◆ Task goal:
No pictures belong in the answer. Repeat all the entries exactly.

◆ Working data:
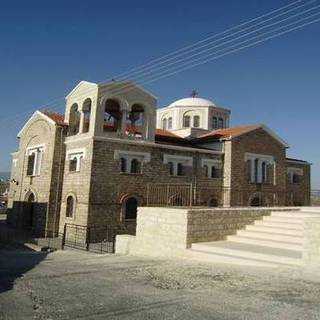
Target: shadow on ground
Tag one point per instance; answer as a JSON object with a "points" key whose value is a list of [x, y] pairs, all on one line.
{"points": [[15, 261]]}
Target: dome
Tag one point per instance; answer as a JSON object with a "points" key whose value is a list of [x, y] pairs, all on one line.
{"points": [[192, 102]]}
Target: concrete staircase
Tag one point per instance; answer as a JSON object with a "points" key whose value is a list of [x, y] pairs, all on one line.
{"points": [[273, 241]]}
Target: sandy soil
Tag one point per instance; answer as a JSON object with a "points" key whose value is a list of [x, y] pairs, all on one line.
{"points": [[80, 285]]}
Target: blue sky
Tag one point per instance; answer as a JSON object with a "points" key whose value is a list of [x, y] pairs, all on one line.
{"points": [[47, 47]]}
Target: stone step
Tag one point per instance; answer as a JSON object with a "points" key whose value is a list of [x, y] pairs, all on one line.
{"points": [[275, 230], [284, 219], [271, 236], [219, 258], [294, 214], [266, 243], [277, 224], [250, 252]]}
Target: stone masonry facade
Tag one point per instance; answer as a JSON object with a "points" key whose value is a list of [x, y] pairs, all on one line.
{"points": [[105, 157]]}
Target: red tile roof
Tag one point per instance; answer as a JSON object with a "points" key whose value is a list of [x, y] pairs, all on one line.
{"points": [[56, 117], [230, 132]]}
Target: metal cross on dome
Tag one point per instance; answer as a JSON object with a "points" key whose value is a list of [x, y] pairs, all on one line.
{"points": [[194, 93]]}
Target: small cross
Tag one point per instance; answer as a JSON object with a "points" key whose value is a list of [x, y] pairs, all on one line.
{"points": [[194, 93]]}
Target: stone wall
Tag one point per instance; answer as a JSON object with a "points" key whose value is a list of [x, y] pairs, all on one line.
{"points": [[259, 142], [164, 231], [311, 244], [299, 193], [38, 131]]}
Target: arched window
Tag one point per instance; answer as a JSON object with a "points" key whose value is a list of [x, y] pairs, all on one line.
{"points": [[73, 164], [130, 208], [180, 169], [74, 120], [86, 109], [214, 172], [164, 124], [256, 170], [70, 207], [135, 166], [123, 164], [214, 123], [136, 120], [196, 121], [171, 168], [264, 172], [248, 169], [112, 116], [186, 121], [213, 203], [206, 170]]}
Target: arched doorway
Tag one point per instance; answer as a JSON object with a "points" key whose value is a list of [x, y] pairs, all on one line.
{"points": [[130, 208], [255, 201], [30, 210]]}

◆ Answer section:
Target: shadow on ground
Tag one point per instance; answer as a JSON object with a "points" key whose value is a list of [x, y] pairs, all on one line.
{"points": [[15, 261]]}
Target: dome
Tag one point per instance; answer as a JSON object with a "points" key whose value is a list of [x, y] pairs, all on one line.
{"points": [[192, 102]]}
Target: concrete staircase
Tag one point per instance; answer as a JSON object with a "points" key whose value is a list of [x, y] pairs, all on one line.
{"points": [[273, 241]]}
Target: sandy soil
Tag one point per instance; answer as a JSON object with a "points" key whose value is a list of [x, y] pairs, all on one line.
{"points": [[80, 285]]}
Target: blue sky
Tag one point per instance; answer as a JSON object with a "points" key whose value is a list of [x, y] pairs, all on one line.
{"points": [[47, 47]]}
Target: stone step
Tag one point per instance; answer as a JSON object with a "points" key whose value is a list of [x, y] pairs, all on one line.
{"points": [[275, 230], [284, 219], [271, 236], [219, 258], [294, 214], [266, 243], [277, 224], [250, 252]]}
Target: stone masonry facade
Tag one point per instance; answer as a JSON object with a "points" key whose value is a list of [x, y] pairs, all on one line.
{"points": [[105, 157]]}
Target: red tile roof
Tag one point per instance; answer as a JSON object with a "points" key whose value is a list of [x, y] pairs, all on one line.
{"points": [[56, 117], [230, 132]]}
Target: metal cross on dome
Tag one point per instance; answer as a JSON object with a "points" key whose value is a list of [x, y] pairs, all on one line.
{"points": [[194, 93]]}
Target: small cross
Tag one point per instance; answer as a JSON object with a "points" key whose value is a list of [x, y] pairs, all on one line.
{"points": [[194, 93]]}
Target: stone wall
Tag one point per instance; answer as a JSON object with a "points" key whose value is a list of [x, y] pairs, all on one line.
{"points": [[259, 142], [164, 231], [311, 244], [299, 193], [38, 131]]}
Target: arched window
Tag one point per instance; answer as a JSON object with a "points" key whose value is a list of [x, y] pairs, all on one line.
{"points": [[73, 164], [130, 208], [180, 169], [74, 120], [86, 109], [214, 172], [164, 124], [256, 170], [70, 207], [135, 166], [123, 164], [214, 123], [136, 120], [196, 121], [171, 168], [264, 172], [248, 169], [112, 116], [186, 121], [213, 203], [206, 170]]}
Target: arched doorway
Tag one point per instance; answer as a JSON object with a "points" key whose value is a list of [x, y] pairs, all on one line.
{"points": [[130, 208], [255, 201], [30, 210]]}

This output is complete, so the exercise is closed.